◆ TEXT PASSAGE:
==============================

This animation was created from a live simulation on a very short snippet (10 frames) from the Hollywood2 database. I hope to automate the process of creating these 3D multi-level animations in the near future so that it is easy to produce animations running for hundreds/thousands of frames. This model instance contained a total of about 36 million bottom-up (U), top-down (D), and horizontal (H) synapses (weights) across all levels. More realistic instances will have ~10 levels and ~5-10 billion synapses; models with up to 7 levels and 1.6 billion synpases are currenlty being tested. When 3D animation production is automated, dynamic viewing of activation and learning of the full synaptic outsets/insets of each cell will be enabled (only hinted at now by the yellow and green U projective fields, which suggest how converging signals combine in influencing which codes get chosen). Amongst other things, this will allow viewing/analysis of the spatiotemporal receptive/projective fields that emerge in the model. I would also like to recast in terms of hexagonal grids.
The event depicted in this video snippet is a man walking away from a group of people. That is a fairly high-level semantic event class. It has several component objects/entities each which engages in several component events (spatiotemporal patterns) and it fundamentally takes a nontrivial amount of time (really, more than depicted in this short example) for such an event to unambiguously transpire. It is the (sparse distributed) codes at higher levels, which by fiat, have longer activation durations (persistences) than lower level codes, which will come to represent such higher semantic level event classes.

==============================

◆ RECORDS FOR THIS TASK:
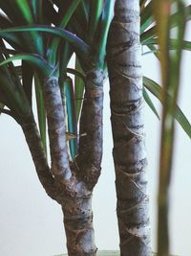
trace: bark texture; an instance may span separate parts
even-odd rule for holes
[[[29,146],[38,178],[47,194],[53,199],[55,199],[55,182],[50,172],[46,153],[33,116],[31,115],[27,119],[22,119],[20,125],[22,127],[27,144]]]
[[[107,60],[121,256],[150,256],[139,1],[117,0]]]
[[[47,112],[52,166],[32,116],[20,122],[28,146],[47,194],[62,206],[69,256],[96,256],[92,192],[100,175],[102,156],[103,72],[87,73],[79,153],[69,163],[65,110],[57,78],[45,80],[43,94]]]
[[[96,256],[92,192],[100,175],[102,157],[103,73],[87,74],[80,121],[79,153],[72,165],[73,179],[62,203],[70,256]],[[71,189],[70,189],[71,188]]]
[[[72,174],[66,142],[65,111],[56,77],[45,81],[43,94],[48,120],[52,173],[57,181],[70,179]]]

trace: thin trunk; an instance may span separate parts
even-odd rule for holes
[[[72,166],[74,179],[63,199],[69,256],[96,256],[92,192],[100,175],[102,156],[103,72],[87,74],[81,113],[79,153]],[[71,188],[71,190],[69,189]]]
[[[65,137],[65,111],[55,77],[45,81],[43,94],[47,111],[52,173],[56,200],[62,205],[69,256],[96,256],[92,191],[100,175],[102,156],[103,72],[87,74],[82,107],[79,153],[69,165]]]
[[[46,153],[33,116],[31,115],[27,119],[22,119],[20,121],[20,125],[22,127],[33,163],[35,165],[38,178],[47,194],[53,199],[55,199],[55,182],[50,172]]]
[[[107,59],[121,256],[150,256],[139,1],[117,0]]]
[[[65,111],[58,79],[51,77],[43,83],[45,108],[47,111],[48,131],[52,157],[52,173],[56,181],[69,180],[72,174],[69,167],[68,146],[66,141]]]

==============================

◆ EXERCISE SET:
a – Answer these questions using the passage about the 3D animation:
(i) How many frames long was the snippet the animation was built from?
(ii) About how many synapses did this model instance contain across all levels?
(iii) What event does the video snippet depict?
b – Duplicate the stretch of rows from the line containing "trace: thin trunk;" through the end of the rows, keeping every line unchanged.

◆ SOLUTIONS IN ORDER:
a –
(i) 10 frames
(ii) About 36 million
(iii) A man walking away from a group of people

b –
trace: thin trunk; an instance may span separate parts
even-odd rule for holes
[[[72,166],[74,179],[63,199],[69,256],[96,256],[92,192],[100,175],[102,156],[103,72],[87,74],[81,113],[79,153]],[[71,188],[71,190],[69,189]]]
[[[65,137],[65,111],[55,77],[45,81],[43,94],[47,111],[52,173],[56,200],[62,205],[69,256],[96,256],[92,191],[100,175],[102,156],[103,72],[87,74],[82,107],[79,153],[69,165]]]
[[[46,153],[33,116],[31,115],[27,119],[22,119],[20,121],[20,125],[22,127],[33,163],[35,165],[38,178],[47,194],[53,199],[55,199],[55,182],[50,172]]]
[[[107,59],[121,256],[150,256],[139,1],[117,0]]]
[[[65,111],[58,79],[51,77],[43,83],[45,108],[47,111],[48,131],[52,157],[52,173],[56,181],[69,180],[72,174],[69,167],[68,146],[66,141]]]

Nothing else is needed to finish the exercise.